■ **文档**:
接下来看看这个loadGroupsForPartition函数的处理流程：

/**
* Asynchronously read the partition from the offsets topic and populate the cache
*/
def loadGroupsForPartition(offsetsPartition: Int,
onGroupLoaded: GroupMetadata => Unit) {
val topicPartition = TopicAndPartition(GroupCoordinator.GroupMetadataTopicName,

offsetsPartition)

执行这个loadGroupsForPartition函数内的内部函数loadGroupsAndOffsets函数，来对这个partition的数据进行加载。
scheduler.schedule(topicPartition.toString, loadGroupsAndOffsets)

接下来看看这个加载partition数据的函数的处理逻辑：
def loadGroupsAndOffsets() {
info("Loading offsets and group metadata from " + topicPartition)

首先，如果要加载的partition已经在loadingPartitions集合中存在了，表示这个partition已经在执行加载操作，直接return回去，不进行处理,否则把这个partition加入到loadingPartitions中，这个表示是正在执行加载操作的partition的集合。

这里的offsetsPartition表示的是存储元数据与offset的内置topic的partition.
    loadingPartitions synchronized {
      if (loadingPartitions.contains(offsetsPartition)) {
        info("Offset load from %s already in progress.".format(topicPartition))
        return
      } else {
        loadingPartitions.add(offsetsPartition)

■ **展示记录**:
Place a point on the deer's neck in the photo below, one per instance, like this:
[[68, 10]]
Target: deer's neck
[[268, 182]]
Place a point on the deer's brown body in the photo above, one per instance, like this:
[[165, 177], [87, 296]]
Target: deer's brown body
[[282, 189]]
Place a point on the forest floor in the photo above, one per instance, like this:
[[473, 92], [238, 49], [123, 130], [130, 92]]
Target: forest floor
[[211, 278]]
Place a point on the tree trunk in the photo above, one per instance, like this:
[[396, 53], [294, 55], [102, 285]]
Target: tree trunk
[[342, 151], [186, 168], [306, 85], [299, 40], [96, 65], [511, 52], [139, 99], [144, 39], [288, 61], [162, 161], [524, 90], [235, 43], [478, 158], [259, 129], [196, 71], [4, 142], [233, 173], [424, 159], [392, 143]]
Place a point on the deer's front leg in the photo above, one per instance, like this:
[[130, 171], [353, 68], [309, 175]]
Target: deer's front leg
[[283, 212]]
---
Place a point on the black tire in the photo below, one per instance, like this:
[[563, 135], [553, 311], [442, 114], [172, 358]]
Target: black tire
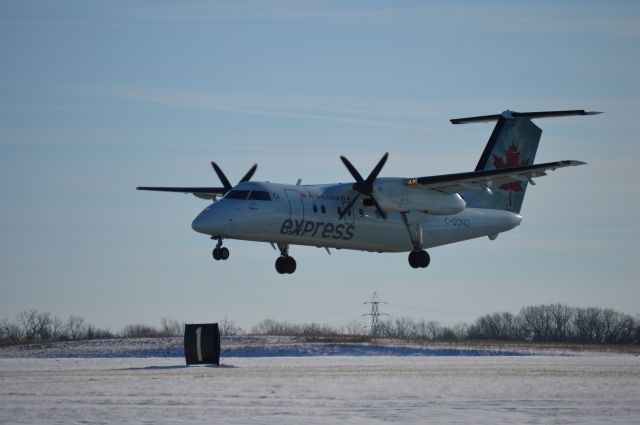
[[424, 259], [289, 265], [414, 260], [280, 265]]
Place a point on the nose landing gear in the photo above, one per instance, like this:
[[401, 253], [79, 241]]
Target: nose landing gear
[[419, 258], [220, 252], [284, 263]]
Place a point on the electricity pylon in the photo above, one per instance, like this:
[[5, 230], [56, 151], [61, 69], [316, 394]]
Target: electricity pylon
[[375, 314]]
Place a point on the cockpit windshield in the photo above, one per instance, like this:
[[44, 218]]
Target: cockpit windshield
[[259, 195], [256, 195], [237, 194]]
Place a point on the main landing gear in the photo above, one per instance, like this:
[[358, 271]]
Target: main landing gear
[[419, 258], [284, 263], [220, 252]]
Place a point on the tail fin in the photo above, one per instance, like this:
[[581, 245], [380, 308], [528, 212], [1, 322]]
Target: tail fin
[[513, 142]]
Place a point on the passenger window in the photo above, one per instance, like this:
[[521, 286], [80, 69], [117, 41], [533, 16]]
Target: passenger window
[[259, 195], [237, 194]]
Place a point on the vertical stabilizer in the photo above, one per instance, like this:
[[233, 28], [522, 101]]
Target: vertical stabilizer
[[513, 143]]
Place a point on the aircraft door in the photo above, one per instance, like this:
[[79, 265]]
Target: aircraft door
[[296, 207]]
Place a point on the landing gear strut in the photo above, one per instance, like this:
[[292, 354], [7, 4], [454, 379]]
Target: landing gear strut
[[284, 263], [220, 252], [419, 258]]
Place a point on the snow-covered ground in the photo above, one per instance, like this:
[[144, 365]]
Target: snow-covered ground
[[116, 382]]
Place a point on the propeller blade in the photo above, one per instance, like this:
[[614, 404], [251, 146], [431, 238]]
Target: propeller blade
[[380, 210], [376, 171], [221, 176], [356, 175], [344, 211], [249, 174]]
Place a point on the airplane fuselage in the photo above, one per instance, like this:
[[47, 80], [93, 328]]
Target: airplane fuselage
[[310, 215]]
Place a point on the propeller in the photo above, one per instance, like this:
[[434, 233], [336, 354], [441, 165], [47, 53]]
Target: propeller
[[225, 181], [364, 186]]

■ **给定任务 A**: 在讲解 loadGroupsForPartition 函数的文档中，如果要加载的 partition 已经存在于 loadingPartitions 集合中，loadGroupsAndOffsets 函数会怎么处理？
■ **给定任务 B**: 请写出讲解 loadGroupsForPartition 函数处理流程的文档接下来的内容。
这些记录与文档没有关系。

■ **输出 A**: 直接 return 回去，不进行处理。

■ **输出 B**:
      }
    }

    val startMs = SystemTime.milliseconds
    try {

从LogManager中得到这个partition对应的Log实例，
replicaManager.logManager.getLog(topicPartition) match {
case Some(log) =>

如果在当前的机器上有这个partition的副本，那么这个Log实例就一定存在，得到这个Log中最小的segment的最小的offset.
var currOffset = log.logSegments.head.baseOffset

根据每次加载的数据量，生成一个加载数据的buffer.
          val buffer = ByteBuffer.allocate(config.loadBufferSize)
          inWriteLock(offsetExpireLock) {
            val loadedGroups = mutable.Map[String, GroupMetadata]()
            val removedGroups = mutable.Set[String]()

开始进行迭代读取这个partition的log中的消息，直到读取到offset等于当前partition的最大的offset为迭代结束。这里加载到的highWatermark的offset是当前副本同步到的最新的大小。

这个highWatermark根据对应的partition的follower的副本的同步，每次同步会更新这个副本的logEndOffset的值，而这个highWatermark的值是所有的副本中logEndOffset最小的一个值。
while (currOffset < getHighWatermark(offsetsPartition)

&& !shuttingDown.get()) {
buffer.clear()

读取指定大小的数据，并把消息存储到生成的buffer中。
val messages = log.read(currOffset,

config.loadBufferSize).messageSet.asInstanceOf[FileMessageSet]
messages.readInto(buffer, 0)

根据这个buffer生成用于消息读取的message的集合。
val messageSet = new ByteBufferMessageSet(buffer)

根据读取出来的消息集合进行迭代，处理每一条读取到的消息。这里调用的是messageSet的iterator的函数。
messageSet.foreach { msgAndOffset =>
require(msgAndOffset.message.key != null,

"Offset entry key should not be null")

解析出这一条消息的key值，并根据key值的类型做对应的处理流程。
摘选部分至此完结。